Text passage:
[Start of section]

Saturday, June 30, 2012

(sigh) ...... Go on......

Don't you hate people who make you feel like a horrible human being?  You know the ones, who are generally annoying but because they are "nice" and because you are "nice", you can't tell them to shut up and go away.  But you secretly wish they would die a horrible death.... no...wait ... your feelings match that sentiment but you don't really wish harm upon anyone. And then later on you feel guilty for thinking such horrible thoughts when that person's only crime was stepping on your last nerve.

The latest of these is a co-worker of mine who has bravely battled cancer.....yes I said cancer.  "Why how could you think mean things about someone?"... you might be thinking.  Well first off this person has always had the bad conversational manners in the way that you can never leave a conversation once it has started.  She talks a never ending run on sentence that never seems to end. She doesn't pick up on cues that you are trying to leave or end a conversation. Everytime you try to walk away she starts to talk again. It's kind of like a female Columbo. She will even follow you to continue her boring assault.

[End of section]

What the exercise asks:
Extend the blog post about the talkative co-worker, picking up right after its last sentence. The lines that come after this blog post have nothing to do with it.

Provided material:

[Start of section]

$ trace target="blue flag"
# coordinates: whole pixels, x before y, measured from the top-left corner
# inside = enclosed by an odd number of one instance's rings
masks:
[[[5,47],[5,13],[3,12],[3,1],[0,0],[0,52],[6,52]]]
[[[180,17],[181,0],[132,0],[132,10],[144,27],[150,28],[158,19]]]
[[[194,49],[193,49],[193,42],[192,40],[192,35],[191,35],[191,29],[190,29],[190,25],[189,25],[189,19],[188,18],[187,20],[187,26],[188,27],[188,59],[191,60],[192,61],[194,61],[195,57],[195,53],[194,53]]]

[End of section]

Final answer:
The worst part- the conversation always reverts back to her and all her troubles and turmoils (this was true even before the cancer). She has some sort of evil knack for twisting every topic (no matter how mundane) back into her sufferings.  Now that she has been back for the last couple of months and is cancer free, I get the joy of never being to complain or talk about anything without her going into some ramble about all her horrible moments of fighting cancer.  And no she is not doing it to show us how lucky we are or to put things in perspective.  She did the same thing all of the time before the cancer. And yes she had all my sympathies during her illness and after her return, for awhile. But lately it's been getting really annoying.  If she shows me her pick line one more time I'm going to lose it. There are those people who brag how great they are and how great their life is -- then there are those who have to "one up" you with all their miseries.  I call it Scarlet O'Hara-itis --(insert southern accent here) "nobody has suffered how I have suffered".  The thing is, I could think these mean thoughts before and not feel bad, but truthfully her sufferings are greater. That's the problem because the cancer has given validity to her ramblings and I can't say anything to her or risk showing everyone the horrible human being I apparently am. I guess if that's my only "suffering" then I'm doing pretty good.